*What the exercise asks*:
Give the records below again exactly, and exclude each picture.

================================

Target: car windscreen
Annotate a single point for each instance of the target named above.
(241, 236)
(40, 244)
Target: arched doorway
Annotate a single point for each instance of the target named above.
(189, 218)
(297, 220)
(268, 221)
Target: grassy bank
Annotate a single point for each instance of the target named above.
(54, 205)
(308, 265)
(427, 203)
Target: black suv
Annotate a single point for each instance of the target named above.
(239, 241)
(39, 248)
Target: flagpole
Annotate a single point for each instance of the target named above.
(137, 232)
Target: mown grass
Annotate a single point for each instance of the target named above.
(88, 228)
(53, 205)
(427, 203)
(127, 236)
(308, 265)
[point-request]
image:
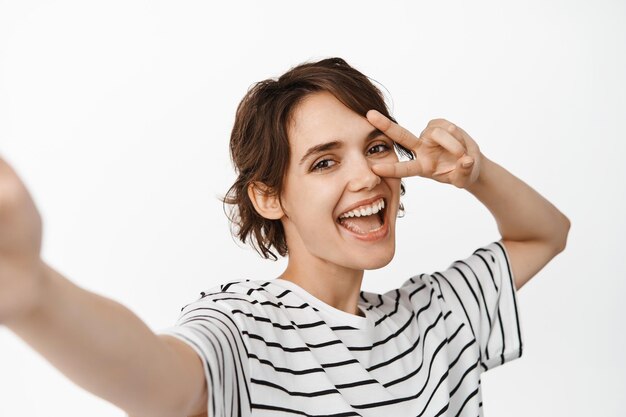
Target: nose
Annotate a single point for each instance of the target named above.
(362, 177)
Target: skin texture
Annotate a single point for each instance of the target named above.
(328, 262)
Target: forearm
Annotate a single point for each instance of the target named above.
(103, 347)
(521, 213)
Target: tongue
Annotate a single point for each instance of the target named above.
(362, 225)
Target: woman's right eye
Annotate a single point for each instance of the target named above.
(323, 164)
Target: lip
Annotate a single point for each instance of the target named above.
(363, 203)
(378, 234)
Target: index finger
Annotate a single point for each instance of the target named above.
(393, 130)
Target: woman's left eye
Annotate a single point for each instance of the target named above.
(378, 148)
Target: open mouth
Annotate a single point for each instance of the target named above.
(365, 219)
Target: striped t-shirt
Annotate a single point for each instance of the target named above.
(269, 348)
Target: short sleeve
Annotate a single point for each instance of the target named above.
(480, 291)
(212, 332)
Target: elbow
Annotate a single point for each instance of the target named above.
(564, 227)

================================

*Finished task*:
Target: car windscreen
Annotate a single point for each instance of the target named above.
(241, 236)
(40, 244)
Target: arched doorway
Annotate a single point for each instance of the target named above.
(189, 218)
(297, 220)
(268, 221)
Target: grassy bank
Annotate a single point for each instance of the target named above.
(54, 205)
(308, 265)
(427, 203)
Target: black suv
Annotate a single point for each instance of the target named above.
(239, 241)
(39, 248)
Target: flagpole
Annotate a single point for each instance of the target named above.
(137, 232)
Target: mown grass
Annotate a single point for each instance of the target named above.
(88, 228)
(53, 205)
(427, 203)
(127, 236)
(308, 265)
[point-request]
image:
Target: nose
Annotate a single point for each instance of the target named above.
(362, 177)
Target: skin texture
Annotate a single point for each instance of the target named above.
(328, 262)
Target: forearm
Annotate a single point for each instance of the target named above.
(103, 347)
(521, 213)
Target: tongue
Annotate a single point for each instance of the target named above.
(362, 225)
Target: woman's right eye
Annotate a single point for each instance of the target named above.
(323, 164)
Target: lip
Annotate a single point for each instance of the target named above.
(363, 203)
(378, 234)
Target: index finger
Annotate a single point for each instance of the target named above.
(393, 130)
Target: woman's left eye
Annotate a single point for each instance of the target named above.
(378, 148)
Target: open mouth
Annotate a single point for each instance of the target named above.
(365, 219)
Target: striped t-shirt
Annotate a single point for each instance of the target named above.
(269, 348)
Target: short sleeve
Annotate a single point for each instance of the target named above.
(480, 291)
(212, 332)
Target: elbow
Annotate a single point for each instance of the target named above.
(564, 227)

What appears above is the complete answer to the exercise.